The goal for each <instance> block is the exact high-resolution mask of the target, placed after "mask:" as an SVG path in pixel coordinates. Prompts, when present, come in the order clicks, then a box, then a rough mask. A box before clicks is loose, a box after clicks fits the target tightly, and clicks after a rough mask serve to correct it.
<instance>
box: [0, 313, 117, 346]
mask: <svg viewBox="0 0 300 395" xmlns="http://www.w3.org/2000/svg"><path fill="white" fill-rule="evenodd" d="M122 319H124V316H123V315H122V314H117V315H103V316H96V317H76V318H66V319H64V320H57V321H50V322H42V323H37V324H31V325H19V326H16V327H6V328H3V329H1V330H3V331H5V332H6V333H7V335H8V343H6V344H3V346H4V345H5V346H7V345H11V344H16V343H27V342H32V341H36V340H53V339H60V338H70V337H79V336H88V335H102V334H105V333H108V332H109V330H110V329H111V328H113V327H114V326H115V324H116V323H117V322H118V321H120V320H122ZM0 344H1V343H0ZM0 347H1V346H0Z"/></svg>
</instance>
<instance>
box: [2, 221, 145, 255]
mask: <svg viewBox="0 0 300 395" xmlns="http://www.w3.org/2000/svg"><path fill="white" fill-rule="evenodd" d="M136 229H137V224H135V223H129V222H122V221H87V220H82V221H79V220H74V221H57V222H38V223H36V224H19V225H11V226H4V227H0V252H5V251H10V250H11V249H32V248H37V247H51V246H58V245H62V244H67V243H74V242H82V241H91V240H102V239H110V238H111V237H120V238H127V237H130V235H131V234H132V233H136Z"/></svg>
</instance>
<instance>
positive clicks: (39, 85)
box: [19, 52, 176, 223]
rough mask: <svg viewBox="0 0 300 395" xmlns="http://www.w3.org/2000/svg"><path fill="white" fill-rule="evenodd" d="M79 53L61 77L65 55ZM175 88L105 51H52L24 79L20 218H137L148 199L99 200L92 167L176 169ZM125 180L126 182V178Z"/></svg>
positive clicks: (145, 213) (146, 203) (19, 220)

################

Return each line of the records above in which the word "clicks" occurs.

The goal for each <instance> block is the exact high-resolution mask of the target, placed after "mask:" as an SVG path in pixel coordinates. Prompts, when present, come in the order clicks, then a box, then a rough mask. A box before clicks is loose, a box after clicks fits the target tightly, and clicks after a rough mask serve to correct it.
positive clicks: (39, 85)
positive clicks: (145, 213) (146, 203) (19, 220)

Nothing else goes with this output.